→ Extrait du document
§ §
La raréfaction des ressources en énergies fossiles : mythes et réalités
Le long chemin de la cacophonie vers la symphonie
Lorsqu’on écoute des spécialistes parler des ressources et des réserves de pétrole, de gaz naturel, mais aussi de charbon, il s’en dégage une impression de cacophonie. Comment des personnes ou organismes a priori compétents dans les diverses disciplines (géologie, économie), qui concourent a élaborer une vision sur les futures productions des diverses énergies fossiles, peuvent-ils à ce point diverger dans leurs opinions ? Peut-on espérer une certaine harmonisation de celles-ci, à défaut d’euphonie, et a quel horizon ?
Avec le changement climatique, la question pétrolière est pourtant une question essentielle pour nos sociétés : pourrions-nous gérer sans violence une éventuelle pénurie mal anticipée de cette ressource si difficile à remplacer qu’est le pétrole ?
Il est vrai que le contre-choc pétrolier qui s’est traduit dans les années quatre-vingt par une baisse de la demande mondiale, suivie d’un effondrement des cours du baril et des profits pétroliers, est resté comme un traumatisme majeur dans le monde du pétrole. Peut-on reprocher aux producteurs et aux dirigeants des compagnies pétrolières de chercher à protéger leur marché – et leurs profits – en repoussant dans leurs déclarations l’horizon des tensions pétrolières ?
Ainsi en 2006 les compagnies Exxon, BP, ENI, ont expliqué au plus haut niveau (CEO, directeur de la stratégie), ou affirmé par des campagnes médiatiques qu’il n’y avait pas de risque de rareté physique : « no sign of peak oil ». Ils ont été soutenus par la plupart des universitaires ou consultants s’intéressant à la question, comme le CERA, ainsi que par les grandes organisations internationales, Agence internationale de l’Énergie (AIE) en tête. Le fait que cet organisme, chargé d’éclairer les gouvernements des États de l’OCDE, ne dispose ni de géologues ni de producteurs pour éclairer sa lanterne sur ce sujet dont la compréhension passe par les géosciences laisse quelque peu inquiet.
§ §
→ Données présentées
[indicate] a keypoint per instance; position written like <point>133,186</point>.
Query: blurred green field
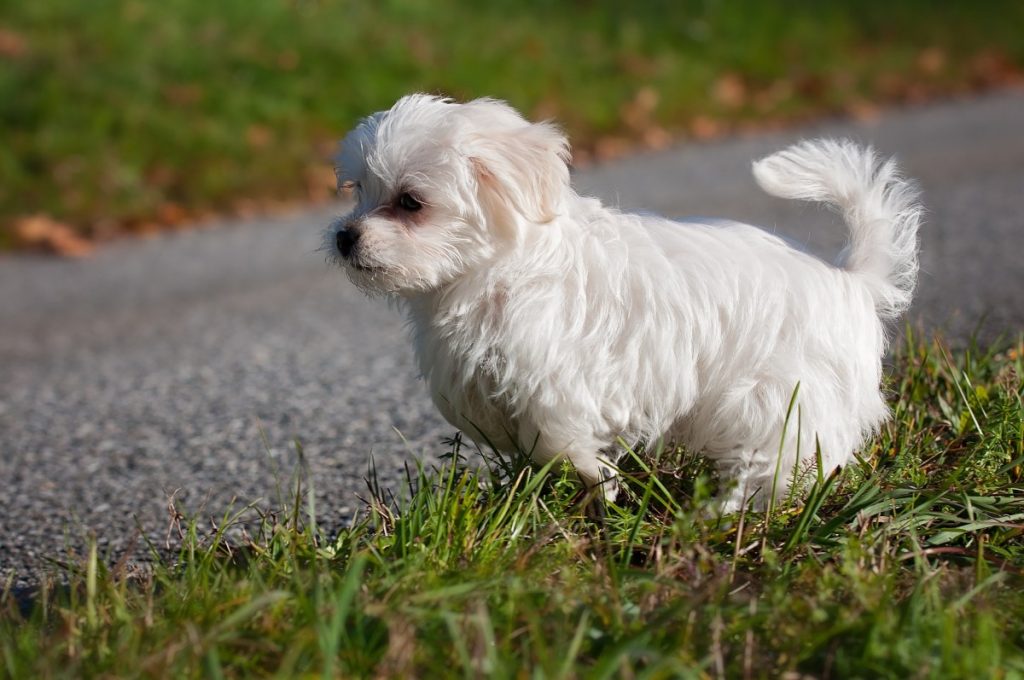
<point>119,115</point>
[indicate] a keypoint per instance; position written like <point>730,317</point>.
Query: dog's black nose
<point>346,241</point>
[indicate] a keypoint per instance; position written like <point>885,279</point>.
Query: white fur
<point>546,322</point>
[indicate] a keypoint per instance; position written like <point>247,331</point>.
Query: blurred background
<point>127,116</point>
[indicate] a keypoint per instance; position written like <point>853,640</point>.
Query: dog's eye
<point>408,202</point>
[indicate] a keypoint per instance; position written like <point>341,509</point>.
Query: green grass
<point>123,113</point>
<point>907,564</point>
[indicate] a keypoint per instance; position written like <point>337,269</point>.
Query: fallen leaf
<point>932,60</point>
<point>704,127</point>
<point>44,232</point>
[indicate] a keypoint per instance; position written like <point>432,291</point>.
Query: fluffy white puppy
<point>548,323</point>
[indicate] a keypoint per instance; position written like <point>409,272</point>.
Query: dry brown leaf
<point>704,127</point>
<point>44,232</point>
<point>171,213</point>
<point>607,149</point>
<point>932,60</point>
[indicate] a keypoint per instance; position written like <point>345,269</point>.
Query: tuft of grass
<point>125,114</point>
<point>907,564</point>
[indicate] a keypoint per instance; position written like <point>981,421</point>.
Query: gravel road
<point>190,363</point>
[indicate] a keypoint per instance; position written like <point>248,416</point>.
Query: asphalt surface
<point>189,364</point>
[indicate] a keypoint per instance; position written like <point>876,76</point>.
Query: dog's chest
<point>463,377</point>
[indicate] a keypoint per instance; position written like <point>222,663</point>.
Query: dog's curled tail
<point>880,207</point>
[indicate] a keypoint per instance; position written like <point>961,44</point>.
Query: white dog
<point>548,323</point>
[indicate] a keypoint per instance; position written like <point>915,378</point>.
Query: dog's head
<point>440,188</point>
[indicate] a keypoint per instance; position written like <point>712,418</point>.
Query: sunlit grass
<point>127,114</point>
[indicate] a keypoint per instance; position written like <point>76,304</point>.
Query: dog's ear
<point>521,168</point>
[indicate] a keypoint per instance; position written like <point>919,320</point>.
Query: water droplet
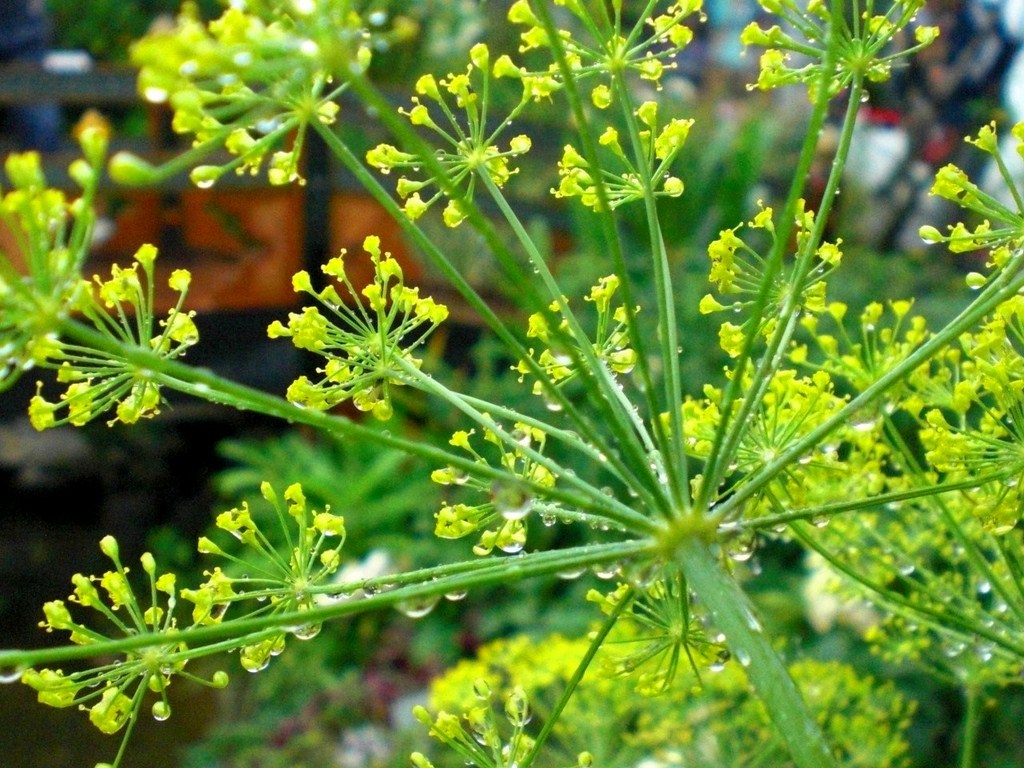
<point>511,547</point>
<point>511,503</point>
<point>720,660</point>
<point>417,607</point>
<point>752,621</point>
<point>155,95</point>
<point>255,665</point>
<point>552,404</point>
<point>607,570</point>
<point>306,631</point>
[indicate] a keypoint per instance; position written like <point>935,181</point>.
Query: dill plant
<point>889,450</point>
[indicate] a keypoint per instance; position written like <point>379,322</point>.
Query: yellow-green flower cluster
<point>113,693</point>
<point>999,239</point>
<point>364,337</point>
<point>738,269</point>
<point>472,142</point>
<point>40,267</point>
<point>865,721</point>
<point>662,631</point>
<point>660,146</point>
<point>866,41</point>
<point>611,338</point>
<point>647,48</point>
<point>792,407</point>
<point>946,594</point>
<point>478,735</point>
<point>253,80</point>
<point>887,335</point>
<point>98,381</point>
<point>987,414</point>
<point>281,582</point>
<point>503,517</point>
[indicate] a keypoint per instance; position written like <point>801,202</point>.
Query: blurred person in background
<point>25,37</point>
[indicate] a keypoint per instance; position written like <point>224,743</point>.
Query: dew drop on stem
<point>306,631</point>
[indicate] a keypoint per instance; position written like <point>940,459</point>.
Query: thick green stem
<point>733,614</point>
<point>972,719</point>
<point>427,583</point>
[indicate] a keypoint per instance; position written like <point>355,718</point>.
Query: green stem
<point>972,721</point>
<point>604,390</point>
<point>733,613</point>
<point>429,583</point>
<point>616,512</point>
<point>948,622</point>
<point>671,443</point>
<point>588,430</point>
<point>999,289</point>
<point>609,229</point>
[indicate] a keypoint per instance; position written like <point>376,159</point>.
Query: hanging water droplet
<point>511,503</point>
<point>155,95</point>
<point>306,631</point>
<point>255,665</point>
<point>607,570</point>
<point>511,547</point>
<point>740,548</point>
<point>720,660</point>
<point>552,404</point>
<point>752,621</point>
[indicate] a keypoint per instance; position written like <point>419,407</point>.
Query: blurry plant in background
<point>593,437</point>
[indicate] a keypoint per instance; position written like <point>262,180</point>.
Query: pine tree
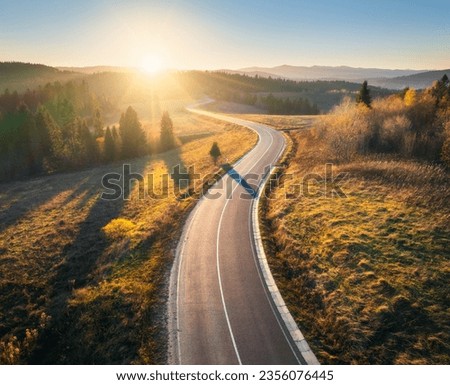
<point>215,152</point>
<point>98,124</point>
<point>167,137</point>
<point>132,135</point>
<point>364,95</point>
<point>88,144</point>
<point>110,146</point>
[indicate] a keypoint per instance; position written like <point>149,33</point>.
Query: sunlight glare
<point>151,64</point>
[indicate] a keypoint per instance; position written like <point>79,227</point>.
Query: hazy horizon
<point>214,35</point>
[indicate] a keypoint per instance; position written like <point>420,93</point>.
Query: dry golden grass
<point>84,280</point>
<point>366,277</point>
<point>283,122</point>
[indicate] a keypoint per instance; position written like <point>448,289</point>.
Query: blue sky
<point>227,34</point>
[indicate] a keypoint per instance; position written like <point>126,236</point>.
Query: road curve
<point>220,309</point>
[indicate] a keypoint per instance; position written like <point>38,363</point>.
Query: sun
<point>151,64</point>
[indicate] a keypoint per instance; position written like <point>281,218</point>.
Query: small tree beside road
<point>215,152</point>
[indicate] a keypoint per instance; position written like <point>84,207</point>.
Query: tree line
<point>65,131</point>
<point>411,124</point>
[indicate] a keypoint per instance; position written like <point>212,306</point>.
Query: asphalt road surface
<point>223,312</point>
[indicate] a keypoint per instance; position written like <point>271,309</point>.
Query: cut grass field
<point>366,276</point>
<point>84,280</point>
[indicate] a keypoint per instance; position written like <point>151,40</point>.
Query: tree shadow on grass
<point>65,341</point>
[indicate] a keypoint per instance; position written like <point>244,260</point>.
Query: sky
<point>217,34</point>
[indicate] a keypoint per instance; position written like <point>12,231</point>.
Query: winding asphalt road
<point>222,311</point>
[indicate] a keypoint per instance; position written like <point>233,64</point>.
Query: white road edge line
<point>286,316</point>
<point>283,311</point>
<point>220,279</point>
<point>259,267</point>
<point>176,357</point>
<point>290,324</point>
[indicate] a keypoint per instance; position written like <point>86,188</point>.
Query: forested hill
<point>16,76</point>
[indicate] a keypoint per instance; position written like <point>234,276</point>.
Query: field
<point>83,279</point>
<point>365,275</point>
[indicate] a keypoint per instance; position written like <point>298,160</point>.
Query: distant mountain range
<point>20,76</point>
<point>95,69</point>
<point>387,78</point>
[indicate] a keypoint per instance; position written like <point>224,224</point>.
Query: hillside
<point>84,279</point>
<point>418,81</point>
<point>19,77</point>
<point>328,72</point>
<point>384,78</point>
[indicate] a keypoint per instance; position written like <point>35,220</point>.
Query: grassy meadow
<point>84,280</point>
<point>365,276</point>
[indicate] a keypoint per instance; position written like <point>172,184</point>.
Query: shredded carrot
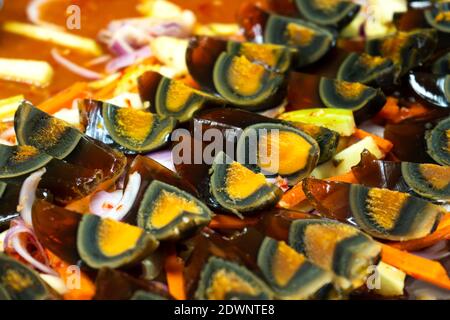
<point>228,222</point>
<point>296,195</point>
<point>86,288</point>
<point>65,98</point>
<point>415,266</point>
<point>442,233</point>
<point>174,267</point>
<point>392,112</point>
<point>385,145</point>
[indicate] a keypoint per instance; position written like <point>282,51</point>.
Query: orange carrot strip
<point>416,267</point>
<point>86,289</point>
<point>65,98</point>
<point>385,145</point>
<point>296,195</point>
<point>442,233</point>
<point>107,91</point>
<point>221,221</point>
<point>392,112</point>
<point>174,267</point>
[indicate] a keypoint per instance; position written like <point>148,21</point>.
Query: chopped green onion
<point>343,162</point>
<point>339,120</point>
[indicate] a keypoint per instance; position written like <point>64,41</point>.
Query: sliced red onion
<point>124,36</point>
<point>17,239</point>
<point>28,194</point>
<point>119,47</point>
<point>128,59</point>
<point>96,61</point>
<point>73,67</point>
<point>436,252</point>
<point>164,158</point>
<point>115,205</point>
§ §
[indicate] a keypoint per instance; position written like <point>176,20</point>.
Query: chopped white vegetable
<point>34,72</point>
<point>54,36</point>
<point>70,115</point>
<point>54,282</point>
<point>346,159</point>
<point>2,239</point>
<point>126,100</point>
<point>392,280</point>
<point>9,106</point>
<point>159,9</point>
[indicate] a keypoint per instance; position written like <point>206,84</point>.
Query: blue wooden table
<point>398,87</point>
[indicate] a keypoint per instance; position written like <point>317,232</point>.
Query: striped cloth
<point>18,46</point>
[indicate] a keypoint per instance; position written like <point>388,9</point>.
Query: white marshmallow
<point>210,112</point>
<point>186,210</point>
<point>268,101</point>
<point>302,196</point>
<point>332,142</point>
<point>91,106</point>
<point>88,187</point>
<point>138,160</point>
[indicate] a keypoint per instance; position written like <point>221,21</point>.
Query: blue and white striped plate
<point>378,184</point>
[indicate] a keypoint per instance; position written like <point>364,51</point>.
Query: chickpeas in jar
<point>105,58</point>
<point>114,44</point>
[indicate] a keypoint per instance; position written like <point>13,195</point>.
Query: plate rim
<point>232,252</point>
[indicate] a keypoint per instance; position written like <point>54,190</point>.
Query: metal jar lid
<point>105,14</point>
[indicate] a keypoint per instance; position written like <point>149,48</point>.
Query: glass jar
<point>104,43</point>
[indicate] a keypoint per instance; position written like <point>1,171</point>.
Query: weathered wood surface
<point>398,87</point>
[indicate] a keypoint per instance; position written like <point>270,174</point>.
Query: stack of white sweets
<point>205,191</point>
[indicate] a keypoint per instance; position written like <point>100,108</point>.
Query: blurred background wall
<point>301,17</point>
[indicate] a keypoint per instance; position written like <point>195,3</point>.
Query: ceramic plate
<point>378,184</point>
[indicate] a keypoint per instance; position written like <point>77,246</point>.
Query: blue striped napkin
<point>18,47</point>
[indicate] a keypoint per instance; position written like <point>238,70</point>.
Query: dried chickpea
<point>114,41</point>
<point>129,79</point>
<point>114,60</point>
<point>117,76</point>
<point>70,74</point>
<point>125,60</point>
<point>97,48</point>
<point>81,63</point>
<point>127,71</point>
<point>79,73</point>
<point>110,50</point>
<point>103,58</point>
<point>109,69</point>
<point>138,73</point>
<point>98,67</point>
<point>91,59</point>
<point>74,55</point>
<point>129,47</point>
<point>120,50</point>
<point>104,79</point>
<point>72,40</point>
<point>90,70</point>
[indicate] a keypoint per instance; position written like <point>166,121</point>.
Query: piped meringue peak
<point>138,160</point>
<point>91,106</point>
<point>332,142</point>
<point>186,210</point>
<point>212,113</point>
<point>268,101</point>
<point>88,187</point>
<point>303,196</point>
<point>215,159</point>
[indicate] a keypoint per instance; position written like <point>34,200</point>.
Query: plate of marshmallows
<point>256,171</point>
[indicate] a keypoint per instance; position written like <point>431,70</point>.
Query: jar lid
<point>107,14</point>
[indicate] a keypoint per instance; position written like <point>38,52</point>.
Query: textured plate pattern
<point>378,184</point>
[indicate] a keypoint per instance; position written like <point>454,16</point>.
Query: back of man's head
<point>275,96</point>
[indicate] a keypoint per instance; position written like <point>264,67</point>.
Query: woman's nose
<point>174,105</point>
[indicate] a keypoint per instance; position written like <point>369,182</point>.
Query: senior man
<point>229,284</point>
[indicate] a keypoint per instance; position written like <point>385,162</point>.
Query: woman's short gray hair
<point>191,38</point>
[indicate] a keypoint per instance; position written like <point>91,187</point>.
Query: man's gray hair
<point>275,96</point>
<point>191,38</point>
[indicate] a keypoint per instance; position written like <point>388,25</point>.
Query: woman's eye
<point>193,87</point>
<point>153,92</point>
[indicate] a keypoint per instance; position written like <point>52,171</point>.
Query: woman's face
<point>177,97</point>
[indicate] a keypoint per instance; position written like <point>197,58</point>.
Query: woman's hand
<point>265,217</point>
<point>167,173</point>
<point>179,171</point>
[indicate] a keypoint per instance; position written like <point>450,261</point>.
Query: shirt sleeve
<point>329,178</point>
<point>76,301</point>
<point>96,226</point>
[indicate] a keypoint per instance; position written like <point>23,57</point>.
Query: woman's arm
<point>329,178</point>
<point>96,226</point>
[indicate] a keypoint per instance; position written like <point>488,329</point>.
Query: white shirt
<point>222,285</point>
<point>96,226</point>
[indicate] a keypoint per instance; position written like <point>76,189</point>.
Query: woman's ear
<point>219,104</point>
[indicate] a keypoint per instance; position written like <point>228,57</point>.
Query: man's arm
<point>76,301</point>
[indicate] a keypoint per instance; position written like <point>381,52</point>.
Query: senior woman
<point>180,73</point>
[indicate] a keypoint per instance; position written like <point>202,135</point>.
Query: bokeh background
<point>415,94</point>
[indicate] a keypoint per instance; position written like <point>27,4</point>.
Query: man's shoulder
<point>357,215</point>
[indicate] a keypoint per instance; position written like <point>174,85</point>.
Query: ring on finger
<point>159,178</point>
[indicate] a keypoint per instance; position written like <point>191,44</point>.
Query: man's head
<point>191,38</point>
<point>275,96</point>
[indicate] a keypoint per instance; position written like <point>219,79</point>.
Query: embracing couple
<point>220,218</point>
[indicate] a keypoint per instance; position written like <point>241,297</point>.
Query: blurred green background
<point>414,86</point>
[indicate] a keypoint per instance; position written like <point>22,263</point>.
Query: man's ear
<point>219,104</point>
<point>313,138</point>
§ §
→ Consignes de l'exercice
1 – Répondez à ces questions sur le texte consacré aux énergies fossiles :
(a) Au cours de quelle décennie le contre-choc pétrolier a-t-il provoqué une baisse de la demande mondiale ?
(b) Quelles compagnies ont affirmé en 2006 qu'il n'y avait pas de risque de rareté physique ?
(c) De quels spécialistes l'Agence internationale de l'Énergie ne dispose-t-elle pas ?
2 – Rédigez la suite du texte sur la raréfaction des énergies fossiles, en reprenant après sa dernière phrase.

→ Réponses par consigne
1 –
(a) Dans les années quatre-vingt.
(b) Exxon, BP et ENI.
(c) Elle ne dispose ni de géologues ni de producteurs.

2 –
Pourtant, nous commençons à voir se constituer sur la question une certaine harmonie, notamment parmi les acteurs français, comme Total et l’IFP, qui convergent maintenant autour d’un possible pic de production ou d’un « plateau en tôle ondulée » vers 2020 (+/- 5 ans), à un niveau proche de 100 Mb/d1 (+/- 5 Mb/d), soit 5 milliards de tonnes par an. Ce point de vue est partagé par certains groupes américains comme Chevron Texaco. Est-ce que ce consensus local préfigure un accord plus large, dans lequel la symphonie des acteurs, au plan mondial cette fois, viendrait remplacer l’actuelle cacophonie ?
Il est vrai que la question du profil probable de la production pétrolière mondiale est complexe.
Un problème d’iceberg ou une simple question d’élasticité au prix ?
Pour les géoscientifiques, la question des futurs profils mondiaux de productions relève avant tout de leur discipline. Leur vision de cette question est qu’il s’agit d’un problème d’iceberg. La « partie visible » des réserves, ce qui est publié, ce sont les réserves prouvées, c’est-à-dire celles qui peuvent être produites au prix actuel avec les technologies actuelles. Malheureusement, ces réserves prouvées qui constituent la partie émergée et donc visible de l’iceberg, sont un mélange constamment variable de nouvelles découvertes et de réévaluations des réserves préexistantes. Ces réserves prouvées ne permettent pas de se faire une idée de la partie immergée que constituent les réserves possibles et probables et les découvertes a venir. La totalité de l’iceberg reflète le concept de réserves ultimes qui n’a malheureusement aucune existence statistique et ne peut être discuté qu’entre spécialistes. C’est pourtant le concept le plus utile pour tenter une approche de la détermination du pic de la production pétrolière mondiale. Quand ? À quel niveau ? Et, implicitement, à quel prix du brut ?
À défaut de pouvoir utiliser l’approche des réserves ultimes, il reste aux analystes de la question du pic à se rabattre sur les courbes d’écrémage et sur la théorie de King Hubbert qui apporte de précieux éclairages complémentaires. Le schéma ci-dessous illustre par exemple comment s’est constitué l’iceberg (réserves prouvées + probables) au cours du temps, et montre que les nouvelles découvertes sont loin de compenser la fonte de l’iceberg due au niveau actuel de la consommation.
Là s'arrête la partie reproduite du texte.